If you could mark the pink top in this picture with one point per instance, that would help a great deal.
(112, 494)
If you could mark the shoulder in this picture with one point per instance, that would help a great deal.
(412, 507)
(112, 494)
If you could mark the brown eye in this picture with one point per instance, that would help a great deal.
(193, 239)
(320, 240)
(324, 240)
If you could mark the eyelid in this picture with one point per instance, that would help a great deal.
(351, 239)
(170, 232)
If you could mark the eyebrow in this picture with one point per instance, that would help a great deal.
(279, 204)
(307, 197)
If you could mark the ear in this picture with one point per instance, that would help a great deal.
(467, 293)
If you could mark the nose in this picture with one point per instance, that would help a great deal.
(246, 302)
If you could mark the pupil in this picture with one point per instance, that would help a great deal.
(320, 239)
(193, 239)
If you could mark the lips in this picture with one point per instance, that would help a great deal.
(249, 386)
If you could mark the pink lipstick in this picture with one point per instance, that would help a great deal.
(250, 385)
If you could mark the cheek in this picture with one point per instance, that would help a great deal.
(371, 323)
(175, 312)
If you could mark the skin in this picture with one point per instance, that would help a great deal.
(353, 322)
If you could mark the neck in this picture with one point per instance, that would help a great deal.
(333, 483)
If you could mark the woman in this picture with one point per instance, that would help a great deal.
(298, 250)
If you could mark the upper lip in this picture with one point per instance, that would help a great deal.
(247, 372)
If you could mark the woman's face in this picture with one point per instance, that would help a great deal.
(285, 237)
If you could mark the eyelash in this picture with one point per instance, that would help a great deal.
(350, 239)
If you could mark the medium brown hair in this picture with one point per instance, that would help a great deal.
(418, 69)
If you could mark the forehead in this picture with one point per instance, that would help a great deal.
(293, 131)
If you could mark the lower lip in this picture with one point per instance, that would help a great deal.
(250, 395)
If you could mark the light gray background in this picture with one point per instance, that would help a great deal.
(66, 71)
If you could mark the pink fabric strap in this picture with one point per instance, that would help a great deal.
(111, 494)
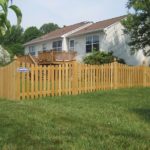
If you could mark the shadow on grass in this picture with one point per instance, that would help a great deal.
(143, 113)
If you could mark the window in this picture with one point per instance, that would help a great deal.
(44, 47)
(92, 43)
(32, 50)
(71, 45)
(57, 45)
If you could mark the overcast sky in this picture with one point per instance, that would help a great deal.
(66, 12)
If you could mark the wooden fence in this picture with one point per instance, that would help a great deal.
(67, 79)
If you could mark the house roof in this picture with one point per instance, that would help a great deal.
(98, 26)
(62, 31)
(57, 33)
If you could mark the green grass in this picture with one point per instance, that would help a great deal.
(111, 120)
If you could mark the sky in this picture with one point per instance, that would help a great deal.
(67, 12)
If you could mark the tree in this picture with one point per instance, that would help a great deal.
(13, 41)
(99, 58)
(31, 33)
(5, 24)
(137, 25)
(15, 36)
(48, 27)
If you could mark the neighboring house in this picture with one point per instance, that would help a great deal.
(83, 37)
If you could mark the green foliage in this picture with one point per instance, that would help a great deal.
(13, 41)
(15, 36)
(5, 24)
(31, 33)
(105, 120)
(48, 27)
(137, 25)
(98, 58)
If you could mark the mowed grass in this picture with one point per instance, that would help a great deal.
(106, 120)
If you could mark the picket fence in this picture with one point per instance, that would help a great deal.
(27, 81)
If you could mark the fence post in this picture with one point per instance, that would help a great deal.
(144, 76)
(75, 78)
(17, 80)
(115, 74)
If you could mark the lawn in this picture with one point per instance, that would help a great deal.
(106, 120)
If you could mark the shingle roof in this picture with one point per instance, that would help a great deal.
(98, 25)
(57, 33)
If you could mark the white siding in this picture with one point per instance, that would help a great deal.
(115, 40)
(111, 39)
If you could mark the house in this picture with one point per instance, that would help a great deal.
(83, 37)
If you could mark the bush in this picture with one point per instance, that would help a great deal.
(98, 58)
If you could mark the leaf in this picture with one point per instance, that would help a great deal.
(17, 12)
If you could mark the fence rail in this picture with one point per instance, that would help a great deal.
(68, 79)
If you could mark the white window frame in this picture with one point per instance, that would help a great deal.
(57, 48)
(92, 42)
(44, 46)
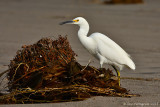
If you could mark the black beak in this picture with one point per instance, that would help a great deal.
(62, 23)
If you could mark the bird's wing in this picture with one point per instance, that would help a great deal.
(109, 49)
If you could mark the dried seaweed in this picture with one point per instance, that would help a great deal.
(47, 71)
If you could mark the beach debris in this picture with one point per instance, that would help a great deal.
(47, 72)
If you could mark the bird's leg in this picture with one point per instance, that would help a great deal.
(118, 73)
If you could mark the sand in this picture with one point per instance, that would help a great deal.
(133, 27)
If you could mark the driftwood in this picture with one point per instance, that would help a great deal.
(47, 71)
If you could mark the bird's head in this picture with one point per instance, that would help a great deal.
(78, 21)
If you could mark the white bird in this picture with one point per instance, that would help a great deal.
(102, 47)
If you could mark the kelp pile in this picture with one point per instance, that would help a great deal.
(47, 71)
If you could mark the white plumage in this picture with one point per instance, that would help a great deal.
(102, 47)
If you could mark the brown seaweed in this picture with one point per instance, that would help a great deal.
(47, 71)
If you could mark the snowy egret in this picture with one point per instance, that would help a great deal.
(102, 47)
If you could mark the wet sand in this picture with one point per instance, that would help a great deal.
(133, 27)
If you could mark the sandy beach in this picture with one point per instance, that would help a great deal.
(136, 28)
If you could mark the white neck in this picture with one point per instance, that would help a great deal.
(83, 31)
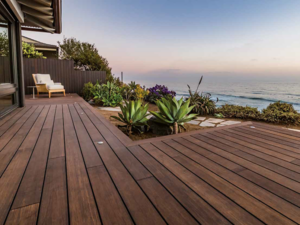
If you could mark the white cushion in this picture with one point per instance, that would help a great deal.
(54, 87)
(43, 79)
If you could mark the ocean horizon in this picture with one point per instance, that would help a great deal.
(254, 93)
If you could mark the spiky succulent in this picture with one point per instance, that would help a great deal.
(173, 113)
(134, 115)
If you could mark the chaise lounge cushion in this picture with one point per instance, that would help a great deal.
(43, 79)
(55, 87)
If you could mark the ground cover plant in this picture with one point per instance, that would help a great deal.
(241, 112)
(158, 92)
(107, 94)
(278, 112)
(281, 113)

☆ ☆ ☆ ☆

» To be done
From the line containing "If you could mark the brown seaweed" down to the last line of the data, print every line exactly and nothing else. Pictures stay out of the copy.

» Reply to the task
If you could mark the brown seaweed in this picture with one point per instance, that would help a great deal.
(47, 71)
If you could mark the snowy egret in this picture with one point per instance, that would help a great deal.
(102, 47)
If you could mark the wet sand in this picture with one point per instance, that would help a great deal.
(133, 27)
If you could mark the sandy beach in this picture with one point per instance, that would help a great deal.
(136, 28)
If you could mark the white neck in this picture with one point per instance, that would help a great deal.
(83, 31)
If you could mark the white cushion in this picture with one point per instance, that would help a great deal.
(54, 87)
(43, 79)
If you could mark the ocean horizon in this picture with one point per instance, that would help a great deal.
(254, 93)
If you could mark the spiky succulent in this picture with one point per instance, that would help a great deal.
(173, 113)
(134, 115)
If you could mark the chaise lounge cushion in this picture with one point per instance, that would help a great deal.
(43, 79)
(55, 87)
If you could mark the ground cover plant in this picture with one point per instance, that would help a great deal.
(241, 112)
(158, 92)
(107, 94)
(278, 112)
(281, 113)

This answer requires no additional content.